Some dismiss Icke as a media-hungry simpleton who got high while watching V: The Miniseries in the 1980s and mistook it for a newsreel. Others suspect that the lizards are a racist analogy for the Jews. Certainly Icke’s theory corresponds with classic tropes of the Neo-Nazi conspiracy genre: the world is controlled by an inter-related species through the money supply. But this is probably unfair. Icke has denounced anti-Semitism many times and there’s no hint of hate speech in his writings. Indeed, it is wrong to dismiss the Icke phenomenon out of hand. His books sell well and he’s had a big cultural impact. [The 2008 Minnesota race was so close that it went down to recounting individual spoiled ballots. On one of them, some wag had crossed out all the candidates’ names and written in their place “The Lizard People”.]

Conspiracy theories like Icke’s are usually a rational attempt to make sense out of a series of bizarre and frightening events. It is a fact that Western democratic governments have conspired against their citizens. The list of atrocities in America is shocking. The federal government’s assault on Ruby Ridge, Idaho in 1992 and the Branch Davidian compound at Waco, Texas in 1993 ended in the deaths of dozens of innocent citizens. In neither case was the government’s intention malign, but it was guilty of gross incompetence and bending the Constitution. Watergate, Gulf War Syndrome, the Gulf of Tonkin Incident, Chappaquiddick, the Kennedy assassination, all have raised questions about the honesty of federal agencies. What the conspiracy theorists do is to draw links between these individual violations of human rights to create a unifying theory. The principle is rational but the process and outcome are not. They bury genuine crimes beneath illegitimate or untested data, creating links between unconnected events, building pattern upon pattern of duplicities that kaleidoscope into a big mess of crazy. But it is wrong to dismiss as irrational or insane Icke’s desire to bring order to the universe, to make sense of the violent, corrupt, dumb things that governments do to their own people. Nor is retrospective conspiracy thinking limited to mad white people. The popular myth within the African-American community that AIDS was created by the government to control the black population developed in the 1970s in tandem with revelations that public health officials had denied treatment to black syphilis sufferers to examine the disease’s long term effects.

= = = = =

Answer these questions from the passage on Icke and conspiracy theories.
1. In the 2008 Minnesota race, what did someone write on one spoiled ballot in place of the crossed-out candidates' names?
2. In which years did the federal government's assaults on Ruby Ridge and on the Branch Davidian compound at Waco take place?
3. In which decade did the myth that the government created AIDS develop within the African-American community?

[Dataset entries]
= = = = =

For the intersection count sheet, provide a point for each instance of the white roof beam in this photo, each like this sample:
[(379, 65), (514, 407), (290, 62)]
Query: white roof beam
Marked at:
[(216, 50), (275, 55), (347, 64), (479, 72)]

= = = = =

• _Response area_:
1. "The Lizard People"
2. Ruby Ridge in 1992 and Waco in 1993
3. The 1970s